= Instructions for the task =
Among the entries below, take the line with "box: [259, 16, 353, 184]" and the line with "negative clicks: (350, 134) (301, 191)", and output them and every line between them exactly, with nothing else.

** Opening Input records block **

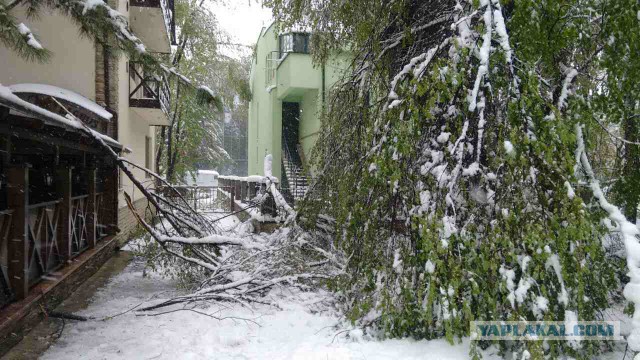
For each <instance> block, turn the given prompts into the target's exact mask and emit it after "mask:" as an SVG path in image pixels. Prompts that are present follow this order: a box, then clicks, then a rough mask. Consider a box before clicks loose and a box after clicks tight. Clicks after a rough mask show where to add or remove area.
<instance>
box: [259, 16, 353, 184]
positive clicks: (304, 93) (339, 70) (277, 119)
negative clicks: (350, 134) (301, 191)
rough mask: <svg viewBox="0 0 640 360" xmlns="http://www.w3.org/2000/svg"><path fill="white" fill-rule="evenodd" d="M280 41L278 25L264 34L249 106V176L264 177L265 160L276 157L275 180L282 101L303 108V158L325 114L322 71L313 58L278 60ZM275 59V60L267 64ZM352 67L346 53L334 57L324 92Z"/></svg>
mask: <svg viewBox="0 0 640 360" xmlns="http://www.w3.org/2000/svg"><path fill="white" fill-rule="evenodd" d="M277 50H278V37H277V34H276V33H275V26H274V25H272V26H270V27H268V28H266V29H263V30H262V32H261V34H260V36H259V37H258V41H257V43H256V50H255V55H254V58H253V62H252V67H251V79H250V85H251V95H252V100H251V103H250V105H249V130H248V131H249V133H248V141H247V142H248V147H249V149H248V161H249V164H248V167H249V169H248V171H249V174H258V175H264V172H263V160H264V157H265V155H267V154H272V155H273V175H274V176H276V177H278V178H280V177H281V174H282V172H281V171H282V169H281V168H282V158H281V156H282V144H281V137H282V102H283V101H287V102H297V103H300V109H301V112H302V114H301V118H300V129H299V142H300V144H301V146H302V149H303V152H304V153H303V154H301V157H302V158H303V159H306V160H309V159H310V156H311V151H312V148H313V146H314V144H315V141H316V140H317V137H318V131H319V130H320V126H321V120H320V114H321V111H322V67H321V66H314V65H313V62H312V59H311V55H308V54H295V53H290V54H286V55H285V56H284V57H283V59H280V61H277V56H278V54H277ZM270 54H272V55H271V56H272V57H273V59H274V60H275V61H272V62H268V61H267V57H268V56H269V55H270ZM269 65H271V68H273V69H274V78H273V80H272V81H268V78H267V71H268V70H267V69H269ZM348 65H349V57H348V56H347V55H346V54H343V55H337V56H334V57H332V58H331V59H330V60H329V61H328V62H327V64H325V89H326V91H327V92H329V91H330V88H331V86H332V85H333V84H334V83H335V82H336V81H337V80H338V79H339V78H340V77H341V74H342V73H343V71H344V69H346V68H347V67H348Z"/></svg>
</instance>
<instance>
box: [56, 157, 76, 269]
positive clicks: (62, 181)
mask: <svg viewBox="0 0 640 360" xmlns="http://www.w3.org/2000/svg"><path fill="white" fill-rule="evenodd" d="M72 172H73V167H71V166H68V165H67V166H62V167H59V168H58V169H57V170H56V189H57V192H58V198H60V201H61V203H60V223H59V225H58V248H59V249H60V255H61V257H62V260H63V261H65V260H68V259H71V250H72V249H73V247H72V246H71V237H72V232H73V229H72V228H71V216H72V214H71V210H72V209H71V173H72Z"/></svg>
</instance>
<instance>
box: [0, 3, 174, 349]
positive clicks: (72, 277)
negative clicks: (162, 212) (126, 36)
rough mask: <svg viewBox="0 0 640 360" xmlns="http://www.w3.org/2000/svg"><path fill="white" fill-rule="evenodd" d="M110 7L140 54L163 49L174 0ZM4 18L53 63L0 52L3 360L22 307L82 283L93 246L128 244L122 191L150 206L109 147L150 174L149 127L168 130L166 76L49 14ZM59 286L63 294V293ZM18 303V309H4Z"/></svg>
mask: <svg viewBox="0 0 640 360" xmlns="http://www.w3.org/2000/svg"><path fill="white" fill-rule="evenodd" d="M167 1H168V2H167ZM109 5H110V6H111V7H112V8H114V9H116V10H117V11H119V12H120V13H122V14H123V15H125V16H126V17H127V18H128V20H129V24H130V27H131V29H132V31H133V32H135V33H136V35H137V36H138V37H139V38H140V39H141V40H142V41H143V42H145V46H146V48H147V50H148V51H153V52H159V53H168V52H170V51H171V45H172V39H173V40H175V30H174V26H173V3H172V0H131V1H127V0H117V1H110V2H109ZM10 13H11V15H12V16H14V17H15V18H16V19H18V22H23V23H24V24H25V25H26V26H28V27H29V28H30V29H31V30H32V31H33V32H34V33H35V34H37V36H38V40H39V42H40V43H41V44H42V45H43V46H44V47H45V48H47V49H48V50H50V51H51V52H52V56H51V58H50V60H49V61H47V62H45V63H38V62H29V61H26V60H25V59H23V58H21V57H20V56H18V55H17V54H16V53H14V52H13V51H12V50H11V49H8V48H6V47H3V46H0V84H1V85H0V146H1V148H0V154H1V155H2V156H1V162H0V354H2V351H3V350H5V349H4V348H3V344H5V340H6V339H8V338H9V339H13V338H14V337H15V336H14V335H15V333H17V332H18V331H17V330H15V326H14V325H15V324H17V322H19V321H20V318H21V317H28V314H29V311H30V310H25V309H30V308H31V307H33V306H35V305H34V304H38V303H37V299H39V298H40V297H42V298H44V297H45V295H44V294H45V293H50V294H54V290H53V289H54V287H55V286H54V285H56V284H59V283H62V282H65V281H66V283H69V282H71V283H72V284H76V285H77V284H79V282H78V281H79V280H78V279H80V278H81V277H82V276H80V277H79V275H78V274H79V273H82V271H80V270H78V269H81V268H82V266H85V267H86V266H93V267H92V269H94V270H95V269H96V268H97V267H99V265H100V261H104V258H105V256H107V255H100V254H98V249H101V248H103V247H104V246H106V245H104V244H106V243H107V242H108V243H109V244H110V245H109V246H111V248H113V247H115V246H117V245H118V243H120V244H121V243H122V241H123V240H125V239H127V237H128V236H129V234H130V233H131V232H132V230H133V228H134V227H135V226H136V222H135V219H134V217H133V216H132V214H131V212H130V211H129V209H128V208H127V206H126V203H125V201H124V196H123V194H124V192H127V193H129V194H130V195H131V196H132V198H133V199H134V202H135V206H136V207H137V208H138V210H139V212H142V211H144V210H145V209H146V207H147V203H146V199H145V198H144V197H143V196H142V195H141V194H140V192H139V191H137V190H136V189H134V186H133V184H132V183H131V182H130V181H129V179H128V178H127V177H126V176H123V175H122V174H119V170H118V168H117V166H116V164H115V161H114V159H113V156H112V153H111V151H113V152H116V153H118V154H120V156H123V157H125V158H126V159H127V160H129V161H131V162H133V163H135V164H138V165H140V166H142V167H144V168H147V169H149V170H154V168H155V164H154V158H155V157H154V155H153V154H154V152H155V149H154V144H155V139H154V137H155V130H154V129H155V127H156V126H166V125H168V120H167V116H166V109H167V108H168V104H167V101H168V96H167V94H168V89H167V88H166V82H165V81H163V79H159V78H157V77H151V76H145V74H144V73H143V71H142V68H141V67H140V66H138V65H137V64H135V63H133V62H130V61H129V59H128V58H127V57H126V55H124V54H120V55H119V56H116V55H115V54H113V53H111V52H110V51H109V48H107V47H104V46H103V45H101V44H98V43H94V41H93V40H92V39H90V38H87V37H82V36H80V35H79V34H80V32H79V28H78V25H77V24H75V23H74V22H73V21H72V19H71V18H69V17H67V16H65V15H63V14H60V13H58V12H57V11H56V10H54V9H46V10H43V14H42V16H40V17H27V15H26V9H25V7H21V6H18V7H16V8H14V9H12V10H11V12H10ZM78 120H80V121H81V122H82V123H84V124H86V125H87V126H88V127H89V128H90V129H91V133H92V134H93V135H90V134H89V133H87V131H86V130H85V129H84V127H83V126H78V124H79V122H78ZM96 136H97V137H98V138H100V139H101V141H98V140H96ZM101 142H104V143H105V144H106V145H107V146H109V147H110V148H111V150H109V151H107V150H106V149H105V147H104V145H103V144H102V143H101ZM132 171H133V173H134V175H135V176H136V177H137V178H138V179H145V178H146V179H149V178H148V176H146V174H145V172H144V171H142V170H132ZM149 181H150V179H149ZM99 255H100V256H102V258H100V256H99ZM98 258H100V259H102V260H96V259H98ZM76 270H78V271H76ZM59 291H61V293H60V296H62V297H64V295H65V293H67V292H68V291H69V288H66V289H64V290H59ZM49 296H50V297H54V295H49ZM43 301H44V300H43ZM47 301H50V302H51V301H53V300H52V299H51V298H50V299H48V300H47ZM20 302H22V303H24V304H26V305H24V304H23V305H24V306H25V307H24V308H20V310H19V311H18V310H15V309H12V307H15V306H17V305H16V303H20ZM45 305H46V306H49V305H51V304H45ZM3 308H4V309H3ZM5 313H7V314H8V316H7V317H4V316H2V315H6V314H5ZM15 314H18V315H15ZM7 334H12V335H10V336H9V335H7ZM5 335H6V336H5ZM7 341H9V342H10V340H7Z"/></svg>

** Closing Input records block **

= Task response =
box: [259, 16, 353, 184]
positive clicks: (304, 93) (339, 70) (277, 119)
negative clicks: (350, 134) (301, 191)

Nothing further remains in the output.